*TEXT TO READ:*
━━━━━━━━
Mechanical testing can give information on material parameters, but sometimes at the cost of physically altering the part. Inconsistencies in printing variables can cause microstructural changes that change the mechanical properties between print iterations (Beese, 2018). Nondestructive evaluation (NDE) could be used as a comparative tool to analyze the microstructures from different print iterations, helping to validate an AM part before its use in critical scenarios. In addition, any new microstructural data obtained from NDE can be integrated into a qualification procedure for AM. Previous efforts to integrate NDE into the qualification and validation of AM have been made (Waller et al., 2015). These efforts span a wide variety of NDE techniques including linear ultrasound and eddy current testing.

This work proposes the use of nonlinear ultrasound as a quantitative measure to track changes in the microstructure of AM metals. Second harmonic generation (SHG) is the measurement technique used in this work and has been previously demonstrated to detect microstructural changes including dislocation formation during fatigue (Kim et al., 2006), precipitate formation (Cantrell and Zhang, 1998), thermal aging (Ruiz et al., 2012), and radiation damage (Matlack et al., 2012). The acoustic nonlinearity parameter, β, is used to quantify the dislocation-induced material nonlinearity (Akira Hikata et al., 1965). SHG techniques have previously shown to be sensitive to changes in dislocation density, but their use in the qualification of AM materials has not been fully explored. This study explores the sensitivity of the acoustic nonlinearity parameter, β to the microstructural features in AM parts. It relates changes in the measured β to decreases in the dislocation density that are approximated by geometrically necessary dislocations (GNDs) that are independently measured with electron backscatter diffraction (EBSD). GNDs are dislocations required to accommodate curves in the crystal lattice caused by plastic deformation (Gao and Huang, 2003). As discussed by many others, e.g., see Arsenlis and Parks (1999) and Brewer et al. (2009), these dislocations can be estimated from the curvature seen in EBSD data. GNDs have been shown to account for the majority of the total dislocation population in face-centered cubic metals (Smith et al., 2018). Therefore, tracking the changes in GND density can give indication to the relative changes in dislocation populations for comparison with β.

A post-AM heat treatment plan is used to force a change in the material microstructure, i.e., the reduction of the dislocation density. A final heat treatment at a higher temperature and longer holding time is used to cause significant recrystallization. The β parameter is measured through successive steps of this annealing heat treatment, while complementary linear ultrasound (attenuation), hardness, and EBSD measurements are used to provide independent evidence of microstructural changes. Specimens for hardness and EBSD are cut from the “parent” samples with each successive stage of heat treatment.
━━━━━━━━
*INSTRUCTIONS FOR THE TASK:*
From the passage above on nonlinear ultrasound testing, extract word for word the span between "A post-AM heat" and "of heat treatment.", inclusive.

[Rows from an object pointing dataset]
━━━━━━━━
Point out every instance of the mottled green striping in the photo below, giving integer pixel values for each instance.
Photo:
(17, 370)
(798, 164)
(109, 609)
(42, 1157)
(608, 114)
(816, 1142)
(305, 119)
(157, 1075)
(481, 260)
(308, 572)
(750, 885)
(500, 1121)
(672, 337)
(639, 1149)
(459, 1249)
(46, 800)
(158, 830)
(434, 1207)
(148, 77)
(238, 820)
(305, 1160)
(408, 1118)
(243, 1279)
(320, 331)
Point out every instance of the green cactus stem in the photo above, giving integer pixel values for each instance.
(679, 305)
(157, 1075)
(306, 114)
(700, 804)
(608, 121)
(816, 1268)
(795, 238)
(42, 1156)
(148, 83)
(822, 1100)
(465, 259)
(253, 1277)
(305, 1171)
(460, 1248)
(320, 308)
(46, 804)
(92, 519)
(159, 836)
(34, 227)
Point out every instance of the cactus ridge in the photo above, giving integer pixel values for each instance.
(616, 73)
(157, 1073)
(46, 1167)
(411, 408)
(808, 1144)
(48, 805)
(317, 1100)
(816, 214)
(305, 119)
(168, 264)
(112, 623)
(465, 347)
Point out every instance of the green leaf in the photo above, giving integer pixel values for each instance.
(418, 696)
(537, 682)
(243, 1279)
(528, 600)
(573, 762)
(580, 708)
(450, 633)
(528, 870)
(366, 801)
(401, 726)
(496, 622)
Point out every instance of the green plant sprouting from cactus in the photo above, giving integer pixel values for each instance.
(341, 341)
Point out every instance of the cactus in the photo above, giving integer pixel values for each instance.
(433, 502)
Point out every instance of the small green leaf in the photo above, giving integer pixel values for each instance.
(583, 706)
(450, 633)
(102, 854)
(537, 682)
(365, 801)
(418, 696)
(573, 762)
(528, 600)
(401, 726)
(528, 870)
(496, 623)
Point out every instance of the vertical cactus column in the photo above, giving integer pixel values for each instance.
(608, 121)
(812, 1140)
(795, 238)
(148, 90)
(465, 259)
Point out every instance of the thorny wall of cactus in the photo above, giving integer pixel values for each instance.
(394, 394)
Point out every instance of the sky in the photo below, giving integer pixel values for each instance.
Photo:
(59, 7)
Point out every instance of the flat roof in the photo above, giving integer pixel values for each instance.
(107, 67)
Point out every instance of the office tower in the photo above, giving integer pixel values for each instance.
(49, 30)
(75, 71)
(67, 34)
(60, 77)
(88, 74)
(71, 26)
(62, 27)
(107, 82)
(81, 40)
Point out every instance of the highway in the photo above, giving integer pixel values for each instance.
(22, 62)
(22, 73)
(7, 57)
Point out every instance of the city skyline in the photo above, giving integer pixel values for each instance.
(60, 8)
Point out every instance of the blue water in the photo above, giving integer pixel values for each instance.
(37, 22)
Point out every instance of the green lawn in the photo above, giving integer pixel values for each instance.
━━━━━━━━
*REPLY:*
A post-AM heat treatment plan is used to force a change in the material microstructure, i.e., the reduction of the dislocation density. A final heat treatment at a higher temperature and longer holding time is used to cause significant recrystallization. The β parameter is measured through successive steps of this annealing heat treatment, while complementary linear ultrasound (attenuation), hardness, and EBSD measurements are used to provide independent evidence of microstructural changes. Specimens for hardness and EBSD are cut from the “parent” samples with each successive stage of heat treatment.